━━━━━ Extracted material
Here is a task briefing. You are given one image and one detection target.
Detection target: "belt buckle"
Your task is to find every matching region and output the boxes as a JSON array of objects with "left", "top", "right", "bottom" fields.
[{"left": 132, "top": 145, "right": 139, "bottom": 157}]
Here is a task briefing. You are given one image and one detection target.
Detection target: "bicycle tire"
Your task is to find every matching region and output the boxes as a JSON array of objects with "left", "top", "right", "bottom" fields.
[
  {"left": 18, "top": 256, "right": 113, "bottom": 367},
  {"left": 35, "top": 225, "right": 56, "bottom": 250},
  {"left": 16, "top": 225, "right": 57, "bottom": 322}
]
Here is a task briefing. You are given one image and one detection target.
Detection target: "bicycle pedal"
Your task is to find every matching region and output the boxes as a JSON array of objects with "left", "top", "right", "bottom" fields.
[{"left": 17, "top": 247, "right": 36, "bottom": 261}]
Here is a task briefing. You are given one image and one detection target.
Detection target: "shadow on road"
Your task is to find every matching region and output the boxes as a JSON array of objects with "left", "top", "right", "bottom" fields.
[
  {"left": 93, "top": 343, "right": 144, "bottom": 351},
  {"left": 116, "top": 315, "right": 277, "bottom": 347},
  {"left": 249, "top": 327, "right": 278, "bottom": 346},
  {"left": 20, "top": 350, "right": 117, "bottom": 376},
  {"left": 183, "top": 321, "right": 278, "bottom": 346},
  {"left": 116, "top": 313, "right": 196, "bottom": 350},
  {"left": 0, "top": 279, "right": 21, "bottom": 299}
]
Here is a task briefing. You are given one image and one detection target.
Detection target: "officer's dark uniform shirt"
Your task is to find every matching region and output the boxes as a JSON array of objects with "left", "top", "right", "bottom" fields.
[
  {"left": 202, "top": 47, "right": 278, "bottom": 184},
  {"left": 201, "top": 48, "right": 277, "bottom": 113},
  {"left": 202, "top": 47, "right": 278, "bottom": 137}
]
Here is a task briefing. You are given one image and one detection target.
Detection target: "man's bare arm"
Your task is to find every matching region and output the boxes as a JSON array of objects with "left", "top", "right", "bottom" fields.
━━━━━━━━━━
Task item
Go through the data and retype all of it exactly.

Task response
Here is a task briefing. You are given one image and one detection target.
Detection target: "belt buckle"
Your task is to find every matching region and output the boxes as a JSON array of objects with "left", "top", "right", "bottom" fields.
[{"left": 132, "top": 145, "right": 139, "bottom": 157}]
Here is a task briefing. You are given one image and one detection target.
Detection target: "bicycle tire"
Your task is to find every matching region and output the boxes as a JSON array of objects with "left", "top", "right", "bottom" fields.
[
  {"left": 18, "top": 256, "right": 113, "bottom": 367},
  {"left": 35, "top": 225, "right": 56, "bottom": 250},
  {"left": 16, "top": 225, "right": 57, "bottom": 322}
]
Here is a task briefing. You are given one image and one detection target.
Detection target: "bicycle pedal"
Your task is to find every matching region and output the boxes as a JSON array of objects with "left", "top", "right", "bottom" fields.
[{"left": 17, "top": 247, "right": 36, "bottom": 261}]
Here is a task briefing. You are given one image and one detection target.
Detection target: "shadow on road"
Your task is to find every matching region and output the boxes as a JSON array of objects with "left", "top", "right", "bottom" fields.
[
  {"left": 93, "top": 343, "right": 144, "bottom": 351},
  {"left": 116, "top": 315, "right": 277, "bottom": 347},
  {"left": 249, "top": 327, "right": 278, "bottom": 346},
  {"left": 20, "top": 350, "right": 117, "bottom": 376},
  {"left": 183, "top": 321, "right": 278, "bottom": 346},
  {"left": 116, "top": 313, "right": 196, "bottom": 350},
  {"left": 0, "top": 279, "right": 21, "bottom": 299}
]
Here is a task briefing. You are given one image and one detection target.
Detection target: "officer's dark uniform shirt"
Your task is to find every matching region and output the boxes as a JSON array of objects with "left", "top", "right", "bottom" fields.
[
  {"left": 202, "top": 47, "right": 278, "bottom": 184},
  {"left": 201, "top": 48, "right": 277, "bottom": 113},
  {"left": 202, "top": 47, "right": 278, "bottom": 137}
]
Here is a task briefing. You are given one image and one detection target.
Detection target: "man's bare arm"
Your task is to find every matching region and output the boxes as a JSON array of objects with "left", "top", "right", "bottom" fields.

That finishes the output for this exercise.